──────── Given data

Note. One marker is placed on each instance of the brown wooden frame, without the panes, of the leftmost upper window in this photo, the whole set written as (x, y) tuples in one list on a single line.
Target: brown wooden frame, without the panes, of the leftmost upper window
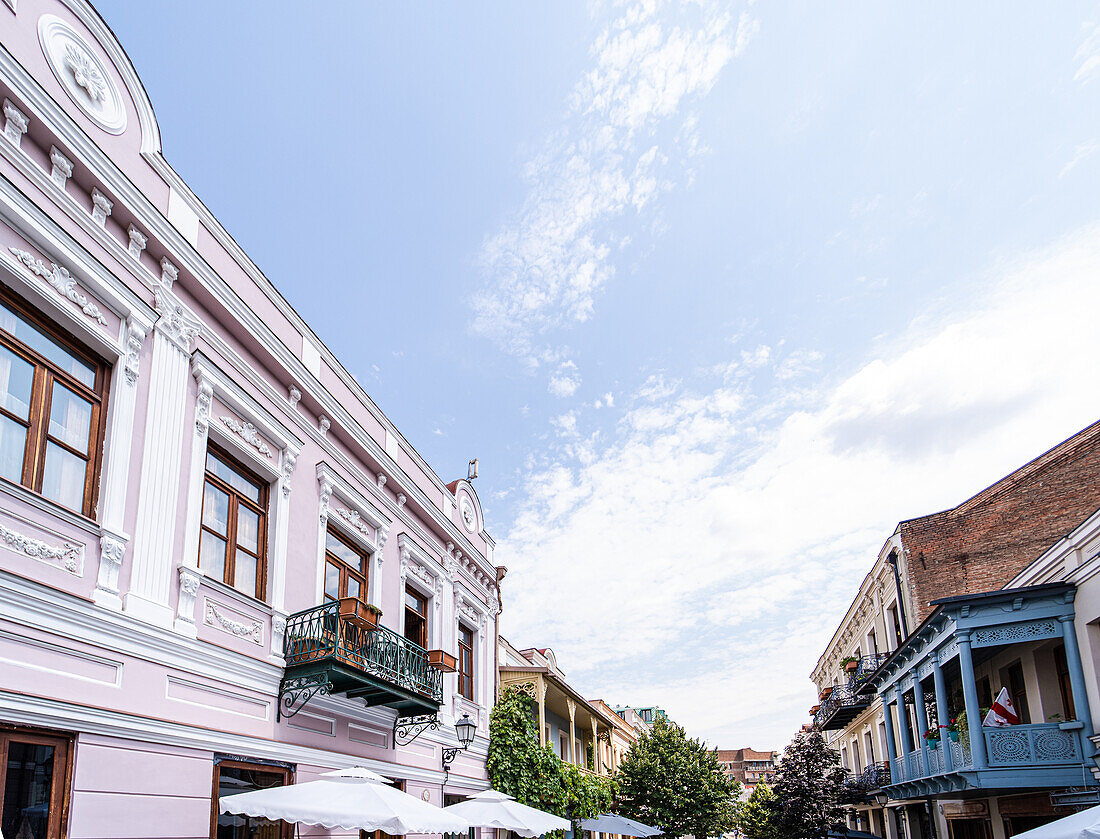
[(46, 374)]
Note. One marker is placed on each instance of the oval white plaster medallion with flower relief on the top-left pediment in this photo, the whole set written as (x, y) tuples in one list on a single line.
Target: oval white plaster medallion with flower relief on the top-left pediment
[(83, 75)]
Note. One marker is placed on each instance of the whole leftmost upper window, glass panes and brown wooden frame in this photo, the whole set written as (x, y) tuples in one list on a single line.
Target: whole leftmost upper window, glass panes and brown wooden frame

────────────────

▶ Task brief
Locate and copy each line in the data above that includes the word "placed".

▶ Reply
Note. One marker is placed on each instance of the brown wooden frame, without the panes, of the leftmost upper window in this photo, the whole set written as (x, y) tuples in one list on a single line.
Note. One marker is placed on each instance of the oval white plaster medallion with flower relief on the top-left pediment in this photo, the whole set written as (x, y) tuples in one list on a single line.
Note. One marker is placed on each instance of the whole leftmost upper window, glass panes and brown wooden frame in this photo, the whole set written as (x, y) tuples in one list on a single line.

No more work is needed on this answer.